[Raw records]
· · · ·

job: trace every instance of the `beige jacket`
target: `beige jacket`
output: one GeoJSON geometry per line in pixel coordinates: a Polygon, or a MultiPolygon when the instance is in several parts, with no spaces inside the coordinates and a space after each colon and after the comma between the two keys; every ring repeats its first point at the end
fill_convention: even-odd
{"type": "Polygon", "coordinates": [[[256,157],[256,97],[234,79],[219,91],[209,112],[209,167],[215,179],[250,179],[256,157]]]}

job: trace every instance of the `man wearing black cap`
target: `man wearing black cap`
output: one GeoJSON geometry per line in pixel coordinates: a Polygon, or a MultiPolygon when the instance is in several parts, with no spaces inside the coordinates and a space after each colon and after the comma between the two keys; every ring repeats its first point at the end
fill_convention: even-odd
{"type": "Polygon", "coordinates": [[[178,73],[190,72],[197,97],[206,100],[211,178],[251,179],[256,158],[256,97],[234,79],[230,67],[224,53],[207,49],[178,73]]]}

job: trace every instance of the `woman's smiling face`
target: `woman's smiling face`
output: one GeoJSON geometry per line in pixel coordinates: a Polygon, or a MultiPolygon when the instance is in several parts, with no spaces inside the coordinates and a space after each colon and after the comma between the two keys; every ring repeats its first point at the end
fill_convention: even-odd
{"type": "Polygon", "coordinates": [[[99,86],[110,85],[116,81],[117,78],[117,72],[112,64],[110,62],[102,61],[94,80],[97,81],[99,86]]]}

· · · ·

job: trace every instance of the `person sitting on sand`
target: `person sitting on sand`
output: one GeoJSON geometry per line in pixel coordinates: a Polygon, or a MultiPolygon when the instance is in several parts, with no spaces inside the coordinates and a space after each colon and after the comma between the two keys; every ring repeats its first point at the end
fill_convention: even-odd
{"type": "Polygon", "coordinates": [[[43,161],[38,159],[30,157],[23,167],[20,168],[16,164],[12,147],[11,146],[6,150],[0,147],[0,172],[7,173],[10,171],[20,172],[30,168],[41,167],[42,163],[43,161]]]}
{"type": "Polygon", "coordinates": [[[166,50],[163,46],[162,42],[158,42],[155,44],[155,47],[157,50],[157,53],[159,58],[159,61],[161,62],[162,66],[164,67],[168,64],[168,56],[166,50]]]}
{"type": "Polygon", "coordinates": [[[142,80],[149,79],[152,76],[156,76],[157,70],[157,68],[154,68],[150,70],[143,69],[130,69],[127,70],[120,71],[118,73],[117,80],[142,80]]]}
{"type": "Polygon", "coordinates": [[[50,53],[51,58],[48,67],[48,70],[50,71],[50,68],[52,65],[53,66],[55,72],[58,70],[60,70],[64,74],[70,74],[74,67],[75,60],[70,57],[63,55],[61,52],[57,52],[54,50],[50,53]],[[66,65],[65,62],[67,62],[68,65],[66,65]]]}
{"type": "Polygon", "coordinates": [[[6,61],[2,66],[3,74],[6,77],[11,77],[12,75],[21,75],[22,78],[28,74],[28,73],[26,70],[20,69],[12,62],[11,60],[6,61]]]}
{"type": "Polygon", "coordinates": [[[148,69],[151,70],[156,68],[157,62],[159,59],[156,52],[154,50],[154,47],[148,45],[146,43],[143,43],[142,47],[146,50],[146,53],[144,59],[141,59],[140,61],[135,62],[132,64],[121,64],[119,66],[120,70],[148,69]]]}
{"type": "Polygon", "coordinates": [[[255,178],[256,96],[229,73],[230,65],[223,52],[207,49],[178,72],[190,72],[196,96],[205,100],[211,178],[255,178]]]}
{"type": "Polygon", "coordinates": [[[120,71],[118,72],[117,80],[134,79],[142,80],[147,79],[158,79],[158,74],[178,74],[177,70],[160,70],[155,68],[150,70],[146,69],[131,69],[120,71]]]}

· · · ·

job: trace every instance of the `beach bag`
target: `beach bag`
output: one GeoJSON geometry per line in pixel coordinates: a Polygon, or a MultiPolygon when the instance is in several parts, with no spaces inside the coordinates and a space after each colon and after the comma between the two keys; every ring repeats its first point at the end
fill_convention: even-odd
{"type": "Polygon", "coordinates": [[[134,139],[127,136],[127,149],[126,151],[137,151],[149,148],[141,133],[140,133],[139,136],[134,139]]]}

· · · ·

**Stated problem**
Show every line of the entries that contains the word "jacket".

**Reply**
job: trace every instance of the `beige jacket`
target: `beige jacket`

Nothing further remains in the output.